Как видно даже из приведенных цитат, «День злодейства и мщения» и «Мстящие евреи» выдержаны в одной стилистике, истоки которой лежали в напряженно эмоциональной речи шиллеровской драматургии. Думается, вполне правомерно и вообще ограничить здесь влияние Шиллера одной внешне-стилистической сферой. В произведениях Нарежного пока нет следов усвоения поэтической идеологии или попыток интерпретации социального аспекта шиллеровского творчества, а в шокирующих и своеобразно натуралистических сценах Шиллер не мог служить Нарежному непосредственным образцом.
У себя на родине, в Германии, художественные открытия штюрмеров и, соответственно, шиллеровской драматургии, даже не успев еще полностью реализовать свой эстетический потенциал, стали своего рода разменной монетой массовой литературы. Речь должна идти в первую очередь о так называемом «тривиальном» романе, расцвет которого пришелся на конец XVIII в. «Образцами служили Гетевский „Гёц“, Шиллеровские „Разбойники“ и „Духовидец“. На ярмарки привозились для продажи груды книг, в которых шла речь о рыцарях, разбойниках, убийствах и привидениях»[142]. Это была литература с установкой на увлекательное чтение, широко эксплуатировавшая внешние эффекты и игравшая на простейших эмоциях, в числе которых ужас занимал не последнее место. Она не чуждалась ни кровавых сцен, ни грубоватого натурализма. Поскольку после выхода на литературную сцену «бурных гениев» «публике стали более всего нравиться грубые подражания тем продуктам неподдельной кипучей страстности»[143], «тривиальные» писатели усвоили и штюрмерский стиль, превратив его в деланную страстность и гипертрофированную эмоциональность. Перенос акцента с характера, с психологического рисунка переживания на внешнюю форму повышал роль фразеологии, и массовый роман запестрел восклицаниями и проклятиями, «адскими пропастями», «кипением геенны», призыванием дьяволов и проч.

◆ ЗАДАНИЕ 1
Ответьте по фрагменту о Нарежном и Шиллере на три вопроса:
(a) В чём лежали истоки стилистики, в которой выдержаны «День злодейства и мщения» и «Мстящие евреи»?
(b) На какое время пришёлся расцвет «тривиального» романа?
(c) Что привозилось на ярмарки для продажи?
◆ ЗАДАНИЕ 2
Замените во фрагменте о Нарежном и Шиллере «образцом» на «примером» и приведите отрывок, начиная со слов «Как видно даже» и заканчивая словами «Нарежному непосредственным образцом.».
Записи для работы не понадобятся.

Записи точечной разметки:

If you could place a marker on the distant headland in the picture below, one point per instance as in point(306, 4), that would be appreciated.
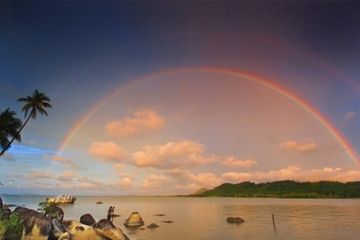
point(285, 189)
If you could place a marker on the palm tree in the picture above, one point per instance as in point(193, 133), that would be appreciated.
point(37, 102)
point(9, 128)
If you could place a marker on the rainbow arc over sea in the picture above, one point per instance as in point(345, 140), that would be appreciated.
point(273, 85)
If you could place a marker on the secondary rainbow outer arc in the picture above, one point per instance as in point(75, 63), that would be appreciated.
point(325, 122)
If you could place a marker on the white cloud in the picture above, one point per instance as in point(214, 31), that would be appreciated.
point(63, 160)
point(107, 151)
point(141, 121)
point(156, 181)
point(298, 147)
point(171, 155)
point(348, 117)
point(234, 162)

◆ ОТВЕТ 1
(a) В напряжённо эмоциональной речи шиллеровской драматургии.
(b) На конец XVIII в.
(c) Груды книг, в которых шла речь о рыцарях, разбойниках, убийствах и привидениях.

◆ ОТВЕТ 2
Как видно даже из приведенных цитат, «День злодейства и мщения» и «Мстящие евреи» выдержаны в одной стилистике, истоки которой лежали в напряженно эмоциональной речи шиллеровской драматургии. Думается, вполне правомерно и вообще ограничить здесь влияние Шиллера одной внешне-стилистической сферой. В произведениях Нарежного пока нет следов усвоения поэтической идеологии или попыток интерпретации социального аспекта шиллеровского творчества, а в шокирующих и своеобразно натуралистических сценах Шиллер не мог служить Нарежному непосредственным примером.